──────── Records provided ────────
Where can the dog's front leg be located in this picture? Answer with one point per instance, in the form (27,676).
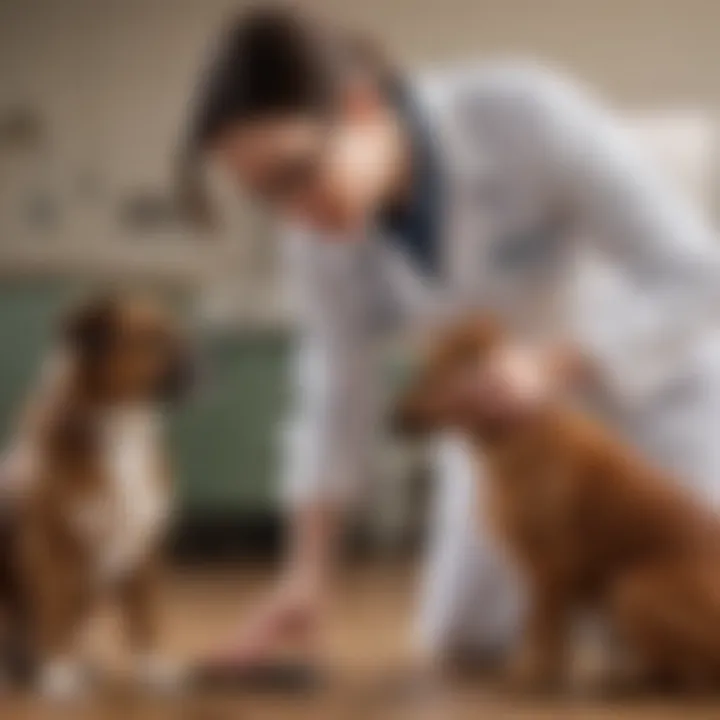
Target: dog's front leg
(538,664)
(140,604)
────────
──────── Records provided ────────
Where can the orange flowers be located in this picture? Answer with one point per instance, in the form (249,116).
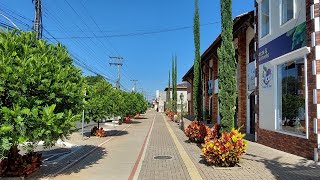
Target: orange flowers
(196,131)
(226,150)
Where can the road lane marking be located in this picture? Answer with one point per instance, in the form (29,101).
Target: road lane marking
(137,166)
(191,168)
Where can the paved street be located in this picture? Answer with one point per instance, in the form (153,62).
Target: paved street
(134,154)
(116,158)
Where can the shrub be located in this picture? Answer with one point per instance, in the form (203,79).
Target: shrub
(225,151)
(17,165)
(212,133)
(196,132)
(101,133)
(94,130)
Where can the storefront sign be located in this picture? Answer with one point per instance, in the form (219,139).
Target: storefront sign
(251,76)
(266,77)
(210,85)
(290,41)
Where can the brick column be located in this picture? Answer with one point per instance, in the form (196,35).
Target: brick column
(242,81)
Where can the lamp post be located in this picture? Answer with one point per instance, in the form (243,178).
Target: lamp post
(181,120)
────────
──────── Records provided ────────
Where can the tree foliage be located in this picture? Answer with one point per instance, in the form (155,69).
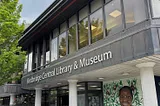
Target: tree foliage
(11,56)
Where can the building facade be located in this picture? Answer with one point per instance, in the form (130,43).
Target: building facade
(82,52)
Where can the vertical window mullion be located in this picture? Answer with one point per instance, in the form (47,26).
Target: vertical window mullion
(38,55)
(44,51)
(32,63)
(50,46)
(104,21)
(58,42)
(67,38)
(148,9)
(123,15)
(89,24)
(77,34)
────────
_What the task requires_. How many lines of the data above contain the word "column"? Reply with the number alone.

_Written answer_. 2